*** Opening of Selected extract ***
Matthew Lister (died 1657) was a physician to the English royal family and is known for his relationship with the Countess of Pembroke.

==Background and early career==
Lister was a son of William Lister of Thornton in Craven in Yorkshire and Anne Mydhope of Skipton. As a younger son, he studied at Oriel College, Oxford and learnt the practice of physic at Basel. Edward Wilmot (died 1786) reported that Lister had made some advances in medicine, and his recipes were widely used, where applicable without modification. Some of his prescriptions were collected by Hans Sloane and survive today at the British Library. The manuscript recipes are mostly in Latin and employ a simple code for some terms.

In 1604, his academic colleagues at Oriel provided a testimonial of his good character. From 1607, he was a fellow of the College of Physicians in London. Correspondence indicates that Lister's medical opinions were eagerly sought by landowners by letter and in person when he visited Yorkshire.
*** Close of Selected extract ***
*** Opening of Stored data ***
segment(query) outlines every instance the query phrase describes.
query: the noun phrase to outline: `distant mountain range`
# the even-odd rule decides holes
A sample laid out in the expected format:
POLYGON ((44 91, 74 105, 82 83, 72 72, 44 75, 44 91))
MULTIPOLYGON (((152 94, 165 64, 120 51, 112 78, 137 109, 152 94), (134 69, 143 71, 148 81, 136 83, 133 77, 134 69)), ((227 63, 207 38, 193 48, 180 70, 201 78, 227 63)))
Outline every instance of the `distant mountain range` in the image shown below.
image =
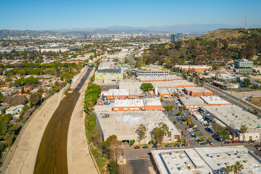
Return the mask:
MULTIPOLYGON (((220 28, 243 28, 243 26, 227 25, 221 24, 182 24, 176 25, 173 26, 165 25, 157 27, 151 26, 147 27, 134 27, 127 26, 114 26, 107 27, 93 28, 76 28, 72 29, 60 29, 52 30, 39 30, 39 31, 52 31, 65 32, 66 31, 81 31, 98 33, 101 31, 106 30, 111 30, 111 33, 113 32, 117 31, 127 32, 132 33, 135 30, 140 30, 147 32, 183 32, 183 33, 204 33, 213 31, 220 28)), ((247 26, 248 28, 261 28, 261 25, 253 25, 247 26)))

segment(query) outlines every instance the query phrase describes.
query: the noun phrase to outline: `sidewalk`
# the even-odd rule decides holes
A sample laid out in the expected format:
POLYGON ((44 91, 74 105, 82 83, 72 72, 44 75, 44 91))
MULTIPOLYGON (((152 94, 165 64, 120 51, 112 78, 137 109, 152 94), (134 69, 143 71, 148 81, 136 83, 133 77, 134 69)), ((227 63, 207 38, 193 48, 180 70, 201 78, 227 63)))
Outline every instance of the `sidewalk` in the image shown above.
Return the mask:
MULTIPOLYGON (((87 71, 87 70, 86 70, 87 71)), ((81 89, 81 94, 72 115, 67 139, 67 165, 68 173, 98 174, 88 149, 85 134, 83 105, 85 90, 94 68, 81 89)), ((83 73, 83 75, 85 74, 83 73)), ((82 76, 79 78, 80 80, 82 76)))

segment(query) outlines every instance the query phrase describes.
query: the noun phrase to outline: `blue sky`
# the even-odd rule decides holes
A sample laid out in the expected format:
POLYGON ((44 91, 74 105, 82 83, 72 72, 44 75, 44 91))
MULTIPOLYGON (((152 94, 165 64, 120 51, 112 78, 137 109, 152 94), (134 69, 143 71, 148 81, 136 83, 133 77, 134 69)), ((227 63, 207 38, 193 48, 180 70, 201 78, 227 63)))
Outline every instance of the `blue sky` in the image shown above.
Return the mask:
POLYGON ((0 29, 43 30, 191 23, 261 25, 261 0, 7 1, 0 29))

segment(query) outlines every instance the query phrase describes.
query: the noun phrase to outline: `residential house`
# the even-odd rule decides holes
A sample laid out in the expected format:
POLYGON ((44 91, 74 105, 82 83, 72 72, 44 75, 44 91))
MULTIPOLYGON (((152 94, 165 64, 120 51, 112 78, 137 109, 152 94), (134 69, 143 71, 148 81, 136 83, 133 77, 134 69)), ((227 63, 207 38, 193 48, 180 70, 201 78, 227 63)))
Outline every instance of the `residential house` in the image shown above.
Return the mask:
POLYGON ((5 108, 6 108, 6 106, 1 106, 0 107, 0 114, 3 113, 2 111, 5 108))
POLYGON ((43 93, 42 94, 42 96, 43 97, 43 98, 47 96, 47 94, 48 94, 47 93, 46 93, 45 92, 43 93))
POLYGON ((30 90, 30 91, 31 91, 33 89, 33 87, 29 86, 25 88, 25 91, 27 91, 27 90, 30 90))
POLYGON ((13 114, 21 111, 24 106, 24 105, 19 104, 16 106, 12 106, 7 109, 6 110, 6 113, 7 114, 13 114))

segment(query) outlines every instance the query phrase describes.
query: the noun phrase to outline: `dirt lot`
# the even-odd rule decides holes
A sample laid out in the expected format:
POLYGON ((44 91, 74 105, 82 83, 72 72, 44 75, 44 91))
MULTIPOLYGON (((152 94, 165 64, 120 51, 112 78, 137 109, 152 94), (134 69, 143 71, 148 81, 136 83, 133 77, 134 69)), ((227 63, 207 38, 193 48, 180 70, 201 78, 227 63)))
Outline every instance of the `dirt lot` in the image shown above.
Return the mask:
MULTIPOLYGON (((253 97, 252 99, 252 104, 257 107, 261 108, 261 102, 260 102, 260 100, 261 100, 261 97, 253 97)), ((248 100, 247 102, 251 103, 251 100, 248 100)))

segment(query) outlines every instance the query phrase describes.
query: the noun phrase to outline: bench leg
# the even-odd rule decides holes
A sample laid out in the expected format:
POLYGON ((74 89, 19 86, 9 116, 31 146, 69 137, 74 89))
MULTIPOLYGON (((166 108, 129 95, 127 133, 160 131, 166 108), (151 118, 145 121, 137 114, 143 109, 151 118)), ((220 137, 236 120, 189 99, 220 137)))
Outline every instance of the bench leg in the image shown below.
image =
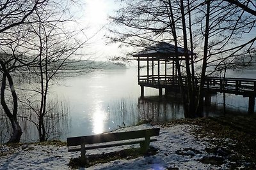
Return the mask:
POLYGON ((141 142, 140 143, 140 152, 141 153, 145 154, 147 152, 147 151, 149 148, 150 142, 150 132, 148 131, 147 131, 144 142, 141 142))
*** Close of Stored data ***
#### [Task set]
1. Set down the passage on Matthew Lister word for word, starting at "In 1604, his" and ending at "he visited Yorkshire.".
2. In the passage on Matthew Lister, what shows that landowners sought his medical opinions, and in what ways did they seek them?
The records come from a different source than the text.

#### [Numbered answers]
1.
In 1604, his academic colleagues at Oriel provided a testimonial of his good character. From 1607, he was a fellow of the College of Physicians in London. Correspondence indicates that Lister's medical opinions were eagerly sought by landowners by letter and in person when he visited Yorkshire.

2. Correspondence shows that landowners eagerly sought Lister's medical opinions. They asked him by letter, and in person when he visited Yorkshire.